To be done:
a. In the palm oil market report, how many tons of crude palm oil did Indonesia produce in November?
b. Write the next part of the palm oil market report, picking up after its final sentence.

Page text:
+ + + + + + +

Indonesia’s November palm oil stocks rose by 3.2% from the previous month to 2.58 million metric tons, data from Indonesian palm oil association GAPKI showed.

  • Slowing exports, indeed, offset a decline in production.
  • Notably, crude palm oil production in November reached 4.33 million tons, GAPKI said.
  • Meanwhile, exports of palm oil products including refined products were up 7% year on year at 2.64 million metric tons.


Malaysia

Malaysian palm oil prices reversed losses, to end higher, and booked marginal weekly gains.

  • Notably, the benchmark palm oil contract for April delivery on the Bursa Malaysia Derivatives Exchange closed up 0.55%.
  • For the week, the contract rose 0.55%, after falling about 4.6% in the previous week.
  • Data from the Malaysian Palm Oil Association showed a decline in production.
  • The MPOA (Jan) 1 to 20 production data indeed showed a 13% decline.
  • Meantime, Dalian’s most-active soyoil contract lost 0.83%, while its palm oil contract slipped 0.67%.


Indonesia’s November palm oil stocks rose 3.2% from the previous month as slowing exports offset a decline in production, data from Indonesian palm oil association GAPKI showed.

+ + + + + + +

Source excerpt:
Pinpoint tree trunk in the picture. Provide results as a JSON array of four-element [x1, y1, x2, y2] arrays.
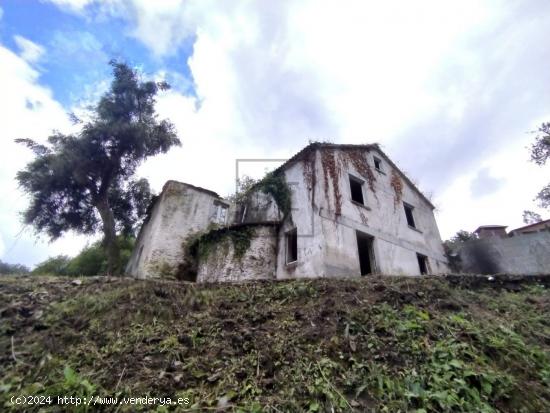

+ + + + + + +

In response:
a. 4.33 million tons

b.
Malaysian palm oil is likely to trade around 4,000 ringgit per ton in 2025, except for a brief rise up to 4,800 ringgit in February, amid stiff competition from soyoil, industry analyst Dorab Mistry said.

A Reuters poll showed Malaysian CPO futures are expected to average higher in 2025, as top producer Indonesia boosts palm oil-based biodiesel consumption, although competition from cheaper rivals is expected to limit the upside.

Exports of Malaysian palm oil products for Jan. 1-20 are estimated to have fallen between 18.2% and 23%, according to cargo surveyors Intertek Testing Services and independent inspection company AmSpec Agri Malaysia.


Australia

Australia's southeast sweltered in a heatwave on Monday, raising the bush fire risk and prompting authorities to issue fire bans for several parts of Victoria state.

  • Notably, the nation's weather forecaster warned that the temperature could reach 41 degrees Celsius (105.8 degrees Fahrenheit) in Victoria's capital Melbourne, more than 14 C above the city's mean maximum temperature for January.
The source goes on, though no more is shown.